• Goals:
1. Translate this sentence from the nvFuser text into Spanish: "nvFuser relies on a graph representation of PyTorch operations to optimize and accelerate."
2. Summarize the nvFuser text in two sentences.
3. According to the nvFuser text, what does TorchDynamo parse in order to select portions to trace with FuncTorch?

In this blog post we’ll describe nvFuser and how it’s used today, show the significant performance improvements it can obtain on models from HuggingFace and TIMM, and look ahead to nvFuser in PyTorch 1.13 and beyond. If you would like to know more about how and why fusion improves the speed of training for Deep Learning networks, please see our previous talks on nvFuser from GTC 2022 and GTC 2021.
nvFuser relies on a graph representation of PyTorch operations to optimize and accelerate. Since PyTorch has an eager execution model, the PyTorch operations users are running are not directly accessible as a whole program that can be optimized by a system like nvFuser. Therefore users must utilize systems built on top of nvFuser which are capable of capturing users programs and translating them into a form that is optimizable by nvFuser. These higher level systems then pass these captured operations to nvFuser, so that nvFuser can optimize the execution of the user’s script for NVIDIA GPUs. There are three systems that capture, translate, and pass user programs to nvFuser for optimization:

• TorchScript jit.script
  • This system directly parses sections of an annotated python script to translate into its own representation what the user is doing. This system then applies its own version of auto differentiation to the graph, and passes sections of the subsequent forward and backwards graphs to nvFuser for optimization.
• FuncTorch
  • This system doesn’t directly look at the user python script, instead inserting a mechanism that captures PyTorch operations as they’re being run. We refer to this type of capture system as “trace program acquisition”, since we’re tracing what has been performed. FuncTorch doesn’t perform its own auto differentiation – it simply traces PyTorch’s autograd directly to get backward graphs.
• TorchDynamo
  • TorchDynamo is another program acquisition mechanism built on top of FuncTorch. TorchDynamo parses the Python bytecode produced from the user script in order to select portions to trace with FuncTorch. The benefit of TorchDynamo is that it’s able to apply decorators to a user’s script, effectively isolating what should be sent to FuncTorch, making it easier for FuncTorch to successfully trace complex Python scripts.

These systems are available for users to interact with directly while nvFuser automatically and seamlessly optimizes performance critical regions of the user’s code. These systems automatically send parsed user programs to nvFuser so nvFuser can:

1. Analyze the operations being run on GPUs
2. Plan parallelization and optimization strategies for those operations
3. Apply those strategies in generated GPU code
4. Runtime-compile the generated optimized GPU functions
5. Execute those CUDA kernels on subsequent iterations

It is important to note nvFuser does not yet support all PyTorch operations, and there are still some scenarios that are actively being improved in nvFuser that are discussed herein. However, nvFuser does support many DL performance critical operations today, and the number of supported operations will grow in subsequent PyTorch releases. nvFuser is capable of generating highly specialized and optimized GPU functions for the operations it does have support for. This means nvFuser is able to power new PyTorch systems like TorchDynamo and FuncTorch to combine the flexibility PyTorch is known for with unbeatable performance.

• Data provided:
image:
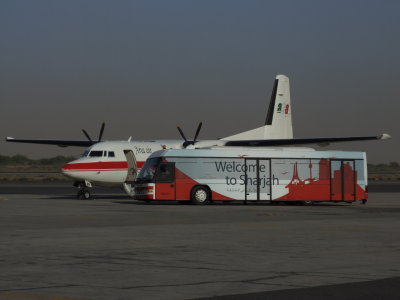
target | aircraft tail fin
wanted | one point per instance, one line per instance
(278, 123)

• The results:
1. nvFuser se basa en una representación en forma de grafo de las operaciones de PyTorch para optimizarlas y acelerarlas.

2. Because PyTorch runs operations eagerly, nvFuser depends on systems such as TorchScript jit.script, FuncTorch, and TorchDynamo to capture user programs and pass them along for optimization on NVIDIA GPUs. nvFuser then analyzes those operations, plans and applies optimization strategies in generated GPU code, compiles and executes it, and although it does not yet support every PyTorch operation, its coverage will grow in later releases.

3. The Python bytecode produced from the user script.